-------- Stored rows --------

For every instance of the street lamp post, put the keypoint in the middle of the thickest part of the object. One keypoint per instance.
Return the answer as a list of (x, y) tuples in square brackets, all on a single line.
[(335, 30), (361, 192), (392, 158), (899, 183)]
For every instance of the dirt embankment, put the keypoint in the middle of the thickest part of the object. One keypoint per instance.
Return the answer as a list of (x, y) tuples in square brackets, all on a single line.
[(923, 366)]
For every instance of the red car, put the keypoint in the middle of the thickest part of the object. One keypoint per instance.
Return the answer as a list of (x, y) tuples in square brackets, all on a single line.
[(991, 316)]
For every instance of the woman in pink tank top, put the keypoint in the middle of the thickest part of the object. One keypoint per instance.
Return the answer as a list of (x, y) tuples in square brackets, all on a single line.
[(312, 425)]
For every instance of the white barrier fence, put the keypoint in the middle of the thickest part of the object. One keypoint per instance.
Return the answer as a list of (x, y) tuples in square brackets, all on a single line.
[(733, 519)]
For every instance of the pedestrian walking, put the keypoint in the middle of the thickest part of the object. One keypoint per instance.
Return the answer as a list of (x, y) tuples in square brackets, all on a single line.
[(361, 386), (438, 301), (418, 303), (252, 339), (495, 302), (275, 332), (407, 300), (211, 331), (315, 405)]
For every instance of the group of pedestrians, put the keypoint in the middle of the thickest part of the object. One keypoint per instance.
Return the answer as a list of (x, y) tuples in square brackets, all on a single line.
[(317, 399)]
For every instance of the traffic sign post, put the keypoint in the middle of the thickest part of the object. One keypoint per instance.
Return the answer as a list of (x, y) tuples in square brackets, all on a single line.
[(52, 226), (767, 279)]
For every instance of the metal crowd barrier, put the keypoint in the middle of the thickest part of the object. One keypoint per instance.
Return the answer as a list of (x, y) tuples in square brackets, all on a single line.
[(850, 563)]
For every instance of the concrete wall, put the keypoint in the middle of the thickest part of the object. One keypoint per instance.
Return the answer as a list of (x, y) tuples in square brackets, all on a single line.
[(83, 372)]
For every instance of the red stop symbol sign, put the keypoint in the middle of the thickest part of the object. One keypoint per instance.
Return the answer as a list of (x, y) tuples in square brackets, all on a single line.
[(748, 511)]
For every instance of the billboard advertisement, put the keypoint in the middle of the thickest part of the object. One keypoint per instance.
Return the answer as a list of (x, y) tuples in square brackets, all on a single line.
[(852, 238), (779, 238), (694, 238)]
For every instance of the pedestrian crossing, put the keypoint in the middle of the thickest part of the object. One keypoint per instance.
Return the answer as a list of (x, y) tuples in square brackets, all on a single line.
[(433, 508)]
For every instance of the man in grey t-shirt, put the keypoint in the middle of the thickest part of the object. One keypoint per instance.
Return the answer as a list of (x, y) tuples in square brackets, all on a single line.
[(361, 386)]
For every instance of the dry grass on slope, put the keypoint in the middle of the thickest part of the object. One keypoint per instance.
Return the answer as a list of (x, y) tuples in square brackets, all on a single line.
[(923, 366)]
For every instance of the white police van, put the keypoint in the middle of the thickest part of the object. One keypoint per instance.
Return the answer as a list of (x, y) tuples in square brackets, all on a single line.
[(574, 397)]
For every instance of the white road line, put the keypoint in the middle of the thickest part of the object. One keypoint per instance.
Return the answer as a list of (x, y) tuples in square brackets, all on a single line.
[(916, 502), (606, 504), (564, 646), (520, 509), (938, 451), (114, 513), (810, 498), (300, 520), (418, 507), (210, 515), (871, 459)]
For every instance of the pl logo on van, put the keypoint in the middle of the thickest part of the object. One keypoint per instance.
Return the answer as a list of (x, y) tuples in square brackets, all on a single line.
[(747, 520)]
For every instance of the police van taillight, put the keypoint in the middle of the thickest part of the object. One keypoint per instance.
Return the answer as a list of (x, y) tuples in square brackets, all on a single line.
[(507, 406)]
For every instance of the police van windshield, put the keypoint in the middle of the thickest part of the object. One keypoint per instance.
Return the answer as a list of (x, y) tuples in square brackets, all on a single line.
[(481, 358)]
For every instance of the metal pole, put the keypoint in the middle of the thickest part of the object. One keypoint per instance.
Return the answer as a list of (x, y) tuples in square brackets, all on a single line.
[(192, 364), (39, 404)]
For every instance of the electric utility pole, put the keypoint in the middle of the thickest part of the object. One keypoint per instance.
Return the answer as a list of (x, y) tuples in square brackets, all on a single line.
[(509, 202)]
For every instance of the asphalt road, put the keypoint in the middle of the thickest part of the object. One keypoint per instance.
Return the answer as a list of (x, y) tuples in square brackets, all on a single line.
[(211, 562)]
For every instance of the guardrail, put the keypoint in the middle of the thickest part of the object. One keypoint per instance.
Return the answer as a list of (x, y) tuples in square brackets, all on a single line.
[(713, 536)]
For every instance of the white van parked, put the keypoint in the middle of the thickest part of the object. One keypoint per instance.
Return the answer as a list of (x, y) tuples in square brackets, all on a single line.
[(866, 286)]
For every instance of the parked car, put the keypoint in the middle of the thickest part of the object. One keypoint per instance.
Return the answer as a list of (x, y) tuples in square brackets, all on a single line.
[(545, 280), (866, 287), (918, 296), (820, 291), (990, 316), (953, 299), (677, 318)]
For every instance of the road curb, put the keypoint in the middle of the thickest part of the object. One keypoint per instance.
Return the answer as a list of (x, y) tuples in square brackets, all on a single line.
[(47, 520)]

--------

● What is required: Turn the lines above into a numbered list, skipping any blank lines.

● Result for this task:
1. For every instance of the street lamp post, put the keypoint in the middle of the thickest part of the object. One keypoint per instance.
2. Return the answer as a list of (x, y) tuples in square brackets, all on a single line.
3. [(335, 30), (361, 192), (392, 158), (899, 183)]
4. For every instance of the dirt embankment, put the keypoint in the middle of the thickest part of the object. One keypoint per instance.
5. Return the answer as a list of (x, y) tuples in square brackets, all on a single line.
6. [(923, 366)]
7. For every instance of the red car, put the keypoint in the middle of the thickest part of the object. One keypoint per instance.
8. Return the answer as a list of (x, y) tuples in square brackets, all on a single line.
9. [(991, 316)]
10. For every instance of the woman in pink tank top, put the keypoint in the middle of the thickest part of the object. One keypoint per instance.
11. Return the answer as a list of (x, y) tuples in square brackets, all on a single line.
12. [(312, 425)]
13. For every instance of the white barrier fence, put the keypoint in the middle of the thickest part of the object. One keypoint per instance.
14. Return the answer as a list of (x, y) tuples in square brackets, all on a single line.
15. [(733, 519)]
16. For every instance of the pedestrian walking, put the keypoint in the middle of the thickest part of the object. One keypoint per instance.
17. Return the answer as a list of (x, y) tuples in square brackets, all on a single line.
18. [(361, 386), (438, 301), (418, 303), (252, 339), (495, 302), (275, 332), (407, 300), (211, 331), (315, 405)]
19. For every instance of the group of pedestrians, put the keypoint in the middle of the thickest part of the object. One keypoint per instance.
20. Return the answer as a list of (x, y) tuples in square brackets, all on a single line.
21. [(317, 399)]
22. For every instance of the traffic sign post, put the keypoint in the middle of the thickest part of the object. One keypoint per instance.
23. Return the answer as a list of (x, y) tuples in square brackets, all on a single line.
24. [(52, 226), (767, 279)]
25. For every instance of the metal crowd barrier, put the keypoint in the middle of the thickest part of the object. One keypoint per instance.
26. Return the answer as a list of (x, y) tuples in square brackets, all on a single line.
27. [(850, 563)]
28. For every instance of the concrete wall, put the keypoint in the middle of the thickest part of the object. One keypoint per instance.
29. Return the answer as a list of (x, y) tuples in square brackets, all on a single line.
30. [(83, 372)]
31. For every instance of the red stop symbol sign, put the keypoint in the middle of the thickest part of the object. One keypoint per instance.
32. Return the answer as a list of (x, y) tuples in square brackets, all on a single line.
33. [(748, 511)]
34. For every instance of the billboard advertisement, put the keypoint in the middle of the thickest part of the object. One keypoint per instance.
35. Return the answer as a list of (x, y) tuples in square brackets, all on a single line.
36. [(852, 238), (779, 238), (694, 238)]
37. For every instance of the pedestrian crossing, put the keypoint in the middle of the thickest part of the object. One keypoint per instance.
38. Return the answer as a list of (x, y) tuples in square brackets, all on a single line.
39. [(433, 508)]
40. For every instance of the man in grey t-shirt, put the keypoint in the middle of the thickest part of the object. One keypoint per instance.
41. Return the answer as a list of (x, y) tuples in square brackets, all on a single line.
42. [(361, 386)]
43. For every instance of the dry grass on slope, put the keypoint in the middle of the thickest part of the object. One keypoint per instance.
44. Return the answer as a list of (x, y) tuples in square brackets, all on a single line.
45. [(923, 366)]
46. For every instance of the white police van, put the keypoint in the middle of the thickest part of the object. One keypoint per instance.
47. Return the answer as a list of (x, y) tuples in square brackets, all on a single line.
48. [(574, 397)]
49. For every instance of the white road line, put the keypoint in the middle of the thickest part of the object. One keypoint per instance.
50. Return the answer as a list of (x, y) tuples in square brackets, all on a single line.
51. [(916, 502), (606, 504), (564, 646), (520, 509), (938, 451), (114, 513), (810, 498), (300, 520), (418, 507), (210, 515), (871, 459)]
52. For every instance of the pl logo on van, put the keypoint in the middle of the thickest part of the object. One keypoint per instance.
53. Return the answer as a list of (x, y) tuples in square brackets, all on a single line.
54. [(747, 520)]
55. For every instance of the police van taillight, put the keypoint in the middle of the thickest part of the object. One keypoint per instance.
56. Return the answer as a list of (x, y) tuples in square brackets, all on a single line.
57. [(507, 406)]
58. For every instance of the police van windshield, put the keypoint in the middle of the thickest part of the object. One keypoint per instance.
59. Return the answer as a list of (x, y) tuples in square brackets, all on a single line.
60. [(481, 358)]
61. For every instance of the metal pole, put the keypoint in the middle of the thickest part of the object. One keypoint per instance.
62. Return the answer as a list of (x, y) tuples in square brackets, all on a single line.
63. [(192, 364), (39, 404)]
64. For every instance of the electric utility pole, put the keypoint in the middle of the thickest part of the object. One keypoint per instance.
65. Return the answer as a list of (x, y) tuples in square brackets, all on a single line.
66. [(509, 202)]
67. For every instance of the asphalt road, put the keypoint in the middle of the thickest part of the object. One keypoint per instance.
68. Return the answer as a list of (x, y) tuples in square brackets, all on a single line.
69. [(211, 562)]
70. For every instance of the guardrail, put the keypoint in the middle of the thickest part of the object. One keypoint per instance.
71. Return the answer as a list of (x, y) tuples in square brackets, all on a single line.
72. [(713, 536)]
73. For every instance of the white van parked, put the keypoint in the middle of the thickest part of the object. One keypoint per instance.
74. Return the answer as a list of (x, y) tuples in square brackets, all on a single line.
75. [(866, 286)]
76. For every instance of the parked car, put the keypoint in the middle of the thickest part of the object. One keypoint per instance.
77. Return the answer as a list of (x, y) tuples in square brackets, all on a single line.
78. [(545, 280), (866, 287), (918, 296), (820, 291), (990, 316), (953, 299), (677, 318)]
79. For every instance of the road curb, put the keypoint in the middle of the thickest part of the object. One keypoint per instance.
80. Return the answer as a list of (x, y) tuples in square brackets, all on a single line.
81. [(47, 520)]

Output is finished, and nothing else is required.